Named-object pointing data
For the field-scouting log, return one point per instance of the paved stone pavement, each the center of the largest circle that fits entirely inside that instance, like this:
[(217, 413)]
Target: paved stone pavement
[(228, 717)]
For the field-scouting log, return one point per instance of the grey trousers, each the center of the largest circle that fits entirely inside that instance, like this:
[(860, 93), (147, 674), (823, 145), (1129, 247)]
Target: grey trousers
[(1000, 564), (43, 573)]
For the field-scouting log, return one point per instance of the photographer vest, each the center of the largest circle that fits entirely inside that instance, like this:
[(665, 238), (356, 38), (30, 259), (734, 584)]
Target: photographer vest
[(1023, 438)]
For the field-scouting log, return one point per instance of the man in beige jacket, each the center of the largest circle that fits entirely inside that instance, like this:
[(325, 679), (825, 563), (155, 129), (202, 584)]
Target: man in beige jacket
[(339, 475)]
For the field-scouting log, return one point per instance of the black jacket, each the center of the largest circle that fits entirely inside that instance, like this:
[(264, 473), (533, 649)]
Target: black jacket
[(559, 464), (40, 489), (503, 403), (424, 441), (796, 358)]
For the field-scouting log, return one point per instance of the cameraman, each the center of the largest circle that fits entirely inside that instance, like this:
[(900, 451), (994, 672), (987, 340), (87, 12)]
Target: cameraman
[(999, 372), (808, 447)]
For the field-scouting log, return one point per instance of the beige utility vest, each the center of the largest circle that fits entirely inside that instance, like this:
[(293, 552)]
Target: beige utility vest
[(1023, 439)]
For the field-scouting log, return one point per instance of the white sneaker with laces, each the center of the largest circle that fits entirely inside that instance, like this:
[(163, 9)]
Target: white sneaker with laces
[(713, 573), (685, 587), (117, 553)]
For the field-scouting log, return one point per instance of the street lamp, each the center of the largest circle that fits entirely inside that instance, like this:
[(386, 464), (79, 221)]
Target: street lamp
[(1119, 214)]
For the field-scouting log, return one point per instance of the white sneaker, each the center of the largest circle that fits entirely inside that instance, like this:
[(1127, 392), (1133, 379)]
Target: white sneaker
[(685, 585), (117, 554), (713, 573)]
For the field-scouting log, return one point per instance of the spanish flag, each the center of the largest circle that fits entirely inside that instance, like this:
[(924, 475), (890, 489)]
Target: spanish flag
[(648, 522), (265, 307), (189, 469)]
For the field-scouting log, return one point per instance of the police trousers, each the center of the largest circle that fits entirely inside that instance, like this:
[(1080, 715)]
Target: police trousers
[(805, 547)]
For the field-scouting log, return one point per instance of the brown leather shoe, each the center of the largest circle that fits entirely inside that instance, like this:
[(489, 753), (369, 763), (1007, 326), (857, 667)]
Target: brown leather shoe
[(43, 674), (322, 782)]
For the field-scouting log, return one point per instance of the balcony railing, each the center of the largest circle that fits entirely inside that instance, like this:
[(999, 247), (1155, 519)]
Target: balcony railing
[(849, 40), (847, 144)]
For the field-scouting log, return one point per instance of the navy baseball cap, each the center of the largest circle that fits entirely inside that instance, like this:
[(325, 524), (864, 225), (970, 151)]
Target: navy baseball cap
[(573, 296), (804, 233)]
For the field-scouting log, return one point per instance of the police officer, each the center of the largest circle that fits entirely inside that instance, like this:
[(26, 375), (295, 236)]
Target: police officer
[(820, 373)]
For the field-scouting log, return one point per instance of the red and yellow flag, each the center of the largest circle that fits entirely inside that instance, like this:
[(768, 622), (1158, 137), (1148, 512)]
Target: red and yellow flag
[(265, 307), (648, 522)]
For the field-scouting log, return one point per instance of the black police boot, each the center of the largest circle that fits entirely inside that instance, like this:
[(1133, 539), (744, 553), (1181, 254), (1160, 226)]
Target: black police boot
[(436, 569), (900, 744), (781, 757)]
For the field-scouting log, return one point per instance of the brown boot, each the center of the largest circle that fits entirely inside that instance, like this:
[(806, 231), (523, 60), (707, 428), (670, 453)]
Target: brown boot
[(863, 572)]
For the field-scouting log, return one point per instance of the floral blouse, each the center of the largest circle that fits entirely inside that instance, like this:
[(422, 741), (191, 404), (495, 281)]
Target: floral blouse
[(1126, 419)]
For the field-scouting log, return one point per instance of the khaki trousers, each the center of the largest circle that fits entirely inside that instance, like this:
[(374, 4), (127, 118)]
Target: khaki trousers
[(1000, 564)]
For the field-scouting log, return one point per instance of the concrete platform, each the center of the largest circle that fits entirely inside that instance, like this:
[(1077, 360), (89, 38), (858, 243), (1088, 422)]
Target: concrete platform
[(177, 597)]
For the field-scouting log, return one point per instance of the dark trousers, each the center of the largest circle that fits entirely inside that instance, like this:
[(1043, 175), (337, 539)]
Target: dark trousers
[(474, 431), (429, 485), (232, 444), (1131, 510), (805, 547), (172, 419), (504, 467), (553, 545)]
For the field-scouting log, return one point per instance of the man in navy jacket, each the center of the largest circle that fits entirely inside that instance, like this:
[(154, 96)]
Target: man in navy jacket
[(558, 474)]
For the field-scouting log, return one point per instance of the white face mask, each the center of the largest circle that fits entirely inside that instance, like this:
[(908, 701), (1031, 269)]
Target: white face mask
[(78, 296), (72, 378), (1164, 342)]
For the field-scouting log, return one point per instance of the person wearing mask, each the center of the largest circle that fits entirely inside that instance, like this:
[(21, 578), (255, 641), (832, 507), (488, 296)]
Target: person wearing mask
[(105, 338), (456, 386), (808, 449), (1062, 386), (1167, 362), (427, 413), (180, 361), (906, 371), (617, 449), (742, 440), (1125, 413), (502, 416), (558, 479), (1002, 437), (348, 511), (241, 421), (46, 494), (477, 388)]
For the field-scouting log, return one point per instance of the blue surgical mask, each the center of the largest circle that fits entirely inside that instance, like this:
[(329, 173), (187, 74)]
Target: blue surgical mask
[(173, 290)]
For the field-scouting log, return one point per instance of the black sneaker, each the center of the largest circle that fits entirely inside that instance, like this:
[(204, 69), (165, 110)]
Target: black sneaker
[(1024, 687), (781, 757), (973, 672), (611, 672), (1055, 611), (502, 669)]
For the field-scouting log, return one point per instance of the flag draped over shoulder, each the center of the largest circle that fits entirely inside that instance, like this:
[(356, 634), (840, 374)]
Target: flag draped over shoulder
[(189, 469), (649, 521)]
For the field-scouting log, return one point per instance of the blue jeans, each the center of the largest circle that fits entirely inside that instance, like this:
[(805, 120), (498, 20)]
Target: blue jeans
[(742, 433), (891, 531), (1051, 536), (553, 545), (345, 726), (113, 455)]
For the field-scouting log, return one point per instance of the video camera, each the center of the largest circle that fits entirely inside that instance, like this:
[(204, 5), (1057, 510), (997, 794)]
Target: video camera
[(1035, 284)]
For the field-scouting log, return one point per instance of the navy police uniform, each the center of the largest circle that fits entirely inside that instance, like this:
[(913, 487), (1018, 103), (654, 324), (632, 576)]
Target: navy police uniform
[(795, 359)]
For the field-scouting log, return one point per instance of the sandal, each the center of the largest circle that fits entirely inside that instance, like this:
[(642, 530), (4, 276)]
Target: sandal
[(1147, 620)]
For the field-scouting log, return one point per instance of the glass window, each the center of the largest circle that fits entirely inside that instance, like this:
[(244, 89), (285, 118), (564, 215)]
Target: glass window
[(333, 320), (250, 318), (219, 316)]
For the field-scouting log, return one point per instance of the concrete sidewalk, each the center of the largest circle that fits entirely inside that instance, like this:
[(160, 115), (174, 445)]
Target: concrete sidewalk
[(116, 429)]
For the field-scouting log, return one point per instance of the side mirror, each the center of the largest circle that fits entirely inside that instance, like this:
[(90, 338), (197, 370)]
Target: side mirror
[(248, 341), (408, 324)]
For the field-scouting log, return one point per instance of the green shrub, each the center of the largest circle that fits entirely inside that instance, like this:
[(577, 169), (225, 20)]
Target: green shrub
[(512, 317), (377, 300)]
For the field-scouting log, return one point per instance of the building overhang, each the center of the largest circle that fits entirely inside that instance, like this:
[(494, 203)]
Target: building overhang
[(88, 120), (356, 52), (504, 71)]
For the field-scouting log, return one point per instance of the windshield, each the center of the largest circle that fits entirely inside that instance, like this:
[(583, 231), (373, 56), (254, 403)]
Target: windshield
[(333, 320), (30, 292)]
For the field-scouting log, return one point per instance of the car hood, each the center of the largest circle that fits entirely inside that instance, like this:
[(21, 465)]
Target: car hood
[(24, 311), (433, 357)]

- **What is being asked**
Recast the data as a Markdown table with the columns Row and Line. Begin at the first line of the data, stop after the line containing "[(228, 717)]", and leave out any blank lines.

- **Result of the task**
| Row | Line |
|---|---|
| 1 | For the field-scouting log, return one point per instance of the paved stone pavement, each the center of the largest circle that fits entirely inside that instance, like this: |
| 2 | [(217, 413)] |
| 3 | Target: paved stone pavement |
| 4 | [(228, 717)] |